[Given data]:
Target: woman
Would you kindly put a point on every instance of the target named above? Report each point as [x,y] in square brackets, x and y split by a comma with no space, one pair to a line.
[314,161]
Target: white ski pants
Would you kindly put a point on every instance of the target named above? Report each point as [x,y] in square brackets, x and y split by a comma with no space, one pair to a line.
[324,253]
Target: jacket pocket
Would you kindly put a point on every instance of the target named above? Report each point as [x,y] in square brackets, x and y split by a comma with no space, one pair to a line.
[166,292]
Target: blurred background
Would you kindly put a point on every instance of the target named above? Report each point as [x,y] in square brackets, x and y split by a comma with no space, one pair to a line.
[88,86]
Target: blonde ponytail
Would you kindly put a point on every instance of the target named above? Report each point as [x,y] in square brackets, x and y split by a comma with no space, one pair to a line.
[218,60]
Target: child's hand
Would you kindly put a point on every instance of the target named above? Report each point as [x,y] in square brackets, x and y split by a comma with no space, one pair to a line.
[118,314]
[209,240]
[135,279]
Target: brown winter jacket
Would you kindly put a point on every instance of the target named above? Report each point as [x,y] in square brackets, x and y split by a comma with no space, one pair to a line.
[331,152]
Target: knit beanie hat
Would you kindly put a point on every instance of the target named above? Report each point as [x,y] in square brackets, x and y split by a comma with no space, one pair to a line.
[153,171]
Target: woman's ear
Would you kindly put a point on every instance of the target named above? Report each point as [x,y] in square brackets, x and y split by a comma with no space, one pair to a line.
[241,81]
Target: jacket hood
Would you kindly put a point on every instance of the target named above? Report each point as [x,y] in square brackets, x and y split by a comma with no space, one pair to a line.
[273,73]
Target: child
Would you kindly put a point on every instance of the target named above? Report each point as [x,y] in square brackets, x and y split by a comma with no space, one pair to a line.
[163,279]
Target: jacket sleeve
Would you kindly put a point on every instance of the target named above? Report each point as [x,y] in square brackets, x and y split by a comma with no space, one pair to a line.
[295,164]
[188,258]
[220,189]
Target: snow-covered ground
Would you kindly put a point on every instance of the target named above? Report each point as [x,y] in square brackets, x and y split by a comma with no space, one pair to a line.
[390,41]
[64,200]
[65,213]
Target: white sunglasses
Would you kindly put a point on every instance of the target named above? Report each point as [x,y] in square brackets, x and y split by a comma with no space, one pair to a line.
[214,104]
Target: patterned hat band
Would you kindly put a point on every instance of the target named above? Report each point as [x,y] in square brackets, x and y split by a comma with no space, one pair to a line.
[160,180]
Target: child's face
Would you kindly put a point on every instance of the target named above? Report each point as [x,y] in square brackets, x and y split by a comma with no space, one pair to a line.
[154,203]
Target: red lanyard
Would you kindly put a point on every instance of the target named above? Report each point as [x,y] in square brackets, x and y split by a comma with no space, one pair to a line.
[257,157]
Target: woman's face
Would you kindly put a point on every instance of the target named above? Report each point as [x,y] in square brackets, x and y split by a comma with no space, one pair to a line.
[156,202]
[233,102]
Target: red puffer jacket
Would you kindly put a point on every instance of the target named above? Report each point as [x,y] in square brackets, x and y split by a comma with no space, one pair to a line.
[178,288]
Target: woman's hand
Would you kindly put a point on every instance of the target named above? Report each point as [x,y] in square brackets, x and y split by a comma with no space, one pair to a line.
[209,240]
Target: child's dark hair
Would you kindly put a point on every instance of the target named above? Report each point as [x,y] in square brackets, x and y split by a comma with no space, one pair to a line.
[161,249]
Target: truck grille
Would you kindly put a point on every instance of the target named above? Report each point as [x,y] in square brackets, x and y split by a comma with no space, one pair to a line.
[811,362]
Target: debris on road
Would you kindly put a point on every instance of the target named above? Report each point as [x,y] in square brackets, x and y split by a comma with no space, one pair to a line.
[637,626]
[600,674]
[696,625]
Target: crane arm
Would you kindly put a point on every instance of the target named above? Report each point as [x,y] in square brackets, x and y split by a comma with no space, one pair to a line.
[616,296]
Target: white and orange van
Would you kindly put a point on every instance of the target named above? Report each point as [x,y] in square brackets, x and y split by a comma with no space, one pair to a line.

[Short exercise]:
Could you transcribe all of the records above, line for line and without changing a single character?

[The response]:
Target: woman
Would you kindly put a point on every instance of the target named above? Report each point as [x,y] in square brackets, x and y split by a comma with no space, one pair to a line.
[314,161]
Target: white ski pants
Would you kindly put a point on every instance of the target named above? Report each point as [x,y] in square brackets, x and y split by a comma with no space, one pair to a line.
[324,253]
Target: jacket pocket
Would you kindly put a point on every instance of the target named above? Report each point as [x,y] in square brackets, x and y split by a comma with no space, one pair to a line.
[166,292]
Target: blurred background
Would you kindly put a point on every instance of the target named above? Report each point as [x,y] in square brackets, x and y split by a comma with no space, one pair to a line.
[88,86]
Target: blonde ponytail
Would you kindly put a point on every instance of the target named above? Report each point as [x,y] in square brackets, x and y split by a comma with no space, one pair to a line.
[218,60]
Target: child's hand
Would you kindly put a point on every instance of the target named above? Report each point as [x,y] in square brackets, x and y split by a comma with no space, one pair to a line.
[118,314]
[209,240]
[135,279]
Target: brown winter jacket
Would you kindly put a point on every instance of the target named above? Report each point as [x,y] in square brackets, x and y split by a comma with no space, one pair to a line.
[331,152]
Target: knit beanie hat
Would you kindly put a point on every instance of the target named above? Report each point as [x,y] in square brackets, x and y split by a comma with no space, one pair to a line.
[153,171]
Target: woman's ear
Would you kindly put a point on every instance of the target named above? Report each point as [x,y] in square brackets, x and y split by a comma with no space, one pair to a line.
[241,81]
Target: jacket hood
Would you kindly put a point on every instance of the target named above? Report each point as [x,y] in square brackets, x and y split by a comma with no space, one pair to a line.
[273,73]
Target: child
Would you kindly put a point on every instance of the target named above? Report each point as [x,y] in square brackets, x and y split by a comma with no space, one pair to a line.
[163,279]
Target: jacket sleeve
Would you kindly put a point on every instance of the target named above? Report each point as [x,y] in square brackets, x and y split by a comma with no space, one pair to a line.
[295,164]
[188,258]
[220,189]
Target: snow-covered ground
Would you kindly put a point on every instance of the target named above? Report each point as [x,y] in square brackets, x and y split by a comma with no space, one pair to a line.
[390,41]
[64,200]
[65,213]
Target: white sunglasses
Would you kindly put a point on every instance of the target named above? Report each point as [x,y] in square brackets, x and y split by a comma with no space, one pair to a line.
[214,104]
Target: patterned hat band
Would you kindly put a point on every instance of the target named above? Report each point as [x,y] in square brackets, x and y split by a comma with no space, one pair to a line.
[160,180]
Target: child's face
Would you kindly put a point on every instance of the target named above? Report each point as [x,y] in square brackets, x and y split by a comma with no space, one pair to a line.
[154,203]
Target: red lanyard
Would you kindly put a point on every instance of the target named above? Report each point as [x,y] in square brackets, x and y split by a comma with no space, one pair to a line.
[257,157]
Target: woman's face
Would you kindly put a point on every instance of the target named above? Report each point as [x,y] in square brackets, x and y split by a comma with no space, one pair to a line.
[156,202]
[233,102]
Target: red puffer jacket
Would you kindly put a point on every instance of the target named above? Report each point as [x,y] in square brackets, x and y split by a comma with no space, one pair to a line.
[178,288]
Target: woman's hand
Would you kindly put a point on every instance of the target named above? Report each point as [x,y] in square brackets, x and y split by a comma with no space, one pair to a line.
[209,240]
Target: child's dark hair
Would you kindly put a point on every instance of the target named above? Report each point as [x,y] in square brackets, x and y split by a comma with no space, one pair to a line.
[161,249]
Target: truck grille
Would you kindly put a point on every instance of the target named above? Report each point as [x,y] in square brackets, x and y split by a comma with no space, one pair to a line.
[811,362]
Target: debris on road
Would you kindly put a point on every instance of the target named above? Report each point as [x,y] in square brackets, x and y split by a comma with no space, one pair to a line.
[637,626]
[600,674]
[696,625]
Target: crane arm
Would you kindly put a point on every instance of the target named above? Report each point as [x,y] in square brackets, x and y split by a comma with no space, one pair to a line.
[616,296]
Target: white and orange van
Would you kindly put a point on every instance of the target named above? Report each point as [x,y] in square brackets, x and y split by a comma with no space, one pair to a line.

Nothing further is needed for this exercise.